◆ Objective
Write out the data below in full. Keep it exact.

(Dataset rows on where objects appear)

________

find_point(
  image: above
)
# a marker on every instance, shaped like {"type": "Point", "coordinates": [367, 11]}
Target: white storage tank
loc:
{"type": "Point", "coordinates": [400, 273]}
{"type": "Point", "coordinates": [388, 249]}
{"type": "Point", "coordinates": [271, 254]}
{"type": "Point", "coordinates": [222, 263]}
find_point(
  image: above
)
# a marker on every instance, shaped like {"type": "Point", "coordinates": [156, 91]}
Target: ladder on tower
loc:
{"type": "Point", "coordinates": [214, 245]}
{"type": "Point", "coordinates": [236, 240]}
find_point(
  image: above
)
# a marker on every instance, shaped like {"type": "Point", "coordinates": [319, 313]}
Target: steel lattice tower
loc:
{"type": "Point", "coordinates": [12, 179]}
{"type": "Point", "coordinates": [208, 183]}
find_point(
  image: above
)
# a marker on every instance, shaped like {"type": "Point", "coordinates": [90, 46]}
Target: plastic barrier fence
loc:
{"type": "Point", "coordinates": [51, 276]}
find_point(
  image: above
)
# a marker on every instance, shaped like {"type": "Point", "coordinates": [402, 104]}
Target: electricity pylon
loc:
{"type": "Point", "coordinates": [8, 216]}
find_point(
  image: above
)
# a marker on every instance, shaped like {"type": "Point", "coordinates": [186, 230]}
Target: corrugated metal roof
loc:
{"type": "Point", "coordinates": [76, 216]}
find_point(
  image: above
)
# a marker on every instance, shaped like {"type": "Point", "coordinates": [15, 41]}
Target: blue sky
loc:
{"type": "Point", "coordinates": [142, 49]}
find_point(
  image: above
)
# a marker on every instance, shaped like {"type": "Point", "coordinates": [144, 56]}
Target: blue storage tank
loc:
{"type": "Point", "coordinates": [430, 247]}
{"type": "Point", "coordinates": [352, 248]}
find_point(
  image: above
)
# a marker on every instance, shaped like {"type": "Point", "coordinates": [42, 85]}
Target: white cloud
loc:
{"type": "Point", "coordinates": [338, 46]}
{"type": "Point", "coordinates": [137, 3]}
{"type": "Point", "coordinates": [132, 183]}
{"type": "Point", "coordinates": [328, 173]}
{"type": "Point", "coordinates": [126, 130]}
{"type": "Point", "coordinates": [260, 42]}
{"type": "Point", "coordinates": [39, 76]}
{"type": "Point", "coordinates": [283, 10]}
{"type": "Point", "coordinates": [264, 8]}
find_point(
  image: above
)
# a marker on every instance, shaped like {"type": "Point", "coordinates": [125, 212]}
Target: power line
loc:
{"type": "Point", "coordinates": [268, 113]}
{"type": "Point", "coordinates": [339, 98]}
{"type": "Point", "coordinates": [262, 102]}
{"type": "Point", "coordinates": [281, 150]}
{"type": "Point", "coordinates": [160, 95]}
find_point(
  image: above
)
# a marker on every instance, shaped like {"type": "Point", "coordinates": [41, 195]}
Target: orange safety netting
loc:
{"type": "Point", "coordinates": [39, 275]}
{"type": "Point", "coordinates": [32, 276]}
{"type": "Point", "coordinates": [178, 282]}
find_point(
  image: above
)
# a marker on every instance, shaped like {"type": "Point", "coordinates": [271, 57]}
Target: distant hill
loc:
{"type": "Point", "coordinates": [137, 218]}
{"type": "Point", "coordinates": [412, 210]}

________

◆ The solution
find_point(
  image: above
)
# a marker on every instance, shaped like {"type": "Point", "coordinates": [367, 11]}
Target: white storage tank
loc:
{"type": "Point", "coordinates": [400, 273]}
{"type": "Point", "coordinates": [388, 249]}
{"type": "Point", "coordinates": [271, 254]}
{"type": "Point", "coordinates": [222, 263]}
find_point(
  image: above
)
# a marker on every instance, shaped like {"type": "Point", "coordinates": [156, 91]}
Target: ladder on tower
loc:
{"type": "Point", "coordinates": [214, 245]}
{"type": "Point", "coordinates": [236, 240]}
find_point(
  image: above
)
# a marker on every instance, shaped like {"type": "Point", "coordinates": [319, 313]}
Target: steel lattice tower
loc:
{"type": "Point", "coordinates": [12, 179]}
{"type": "Point", "coordinates": [208, 183]}
find_point(
  image: above
)
# a marker on every instance, shaped like {"type": "Point", "coordinates": [90, 46]}
Target: plastic barrier fence
loc:
{"type": "Point", "coordinates": [51, 276]}
find_point(
  image: above
)
# a marker on every instance, shaped like {"type": "Point", "coordinates": [402, 104]}
Target: electricity pylon
loc:
{"type": "Point", "coordinates": [8, 216]}
find_point(
  image: above
)
# a marker on every instance, shaped like {"type": "Point", "coordinates": [186, 230]}
Target: corrugated metal roof
loc:
{"type": "Point", "coordinates": [76, 216]}
find_point(
  image: above
)
# a marker on every instance, shaped like {"type": "Point", "coordinates": [15, 41]}
Target: blue sky
loc:
{"type": "Point", "coordinates": [142, 49]}
find_point(
  image: above
)
# a marker on every instance, shaped like {"type": "Point", "coordinates": [144, 56]}
Target: blue storage tank
loc:
{"type": "Point", "coordinates": [430, 247]}
{"type": "Point", "coordinates": [352, 248]}
find_point(
  image: above
)
# a marker on every instance, shaped like {"type": "Point", "coordinates": [42, 85]}
Target: white cloud
loc:
{"type": "Point", "coordinates": [338, 46]}
{"type": "Point", "coordinates": [137, 3]}
{"type": "Point", "coordinates": [132, 183]}
{"type": "Point", "coordinates": [328, 173]}
{"type": "Point", "coordinates": [126, 130]}
{"type": "Point", "coordinates": [260, 42]}
{"type": "Point", "coordinates": [39, 76]}
{"type": "Point", "coordinates": [283, 10]}
{"type": "Point", "coordinates": [264, 8]}
find_point(
  image: above
)
# a marker on every instance, shaped like {"type": "Point", "coordinates": [125, 212]}
Target: power line
loc:
{"type": "Point", "coordinates": [268, 113]}
{"type": "Point", "coordinates": [339, 98]}
{"type": "Point", "coordinates": [262, 102]}
{"type": "Point", "coordinates": [281, 150]}
{"type": "Point", "coordinates": [160, 95]}
find_point(
  image: above
)
# a marker on every instance, shaped like {"type": "Point", "coordinates": [41, 195]}
Target: orange safety netting
loc:
{"type": "Point", "coordinates": [39, 275]}
{"type": "Point", "coordinates": [32, 276]}
{"type": "Point", "coordinates": [178, 282]}
find_point(
  image: above
)
# a marker on every instance, shaped like {"type": "Point", "coordinates": [271, 57]}
Target: distant hill
loc:
{"type": "Point", "coordinates": [137, 218]}
{"type": "Point", "coordinates": [412, 210]}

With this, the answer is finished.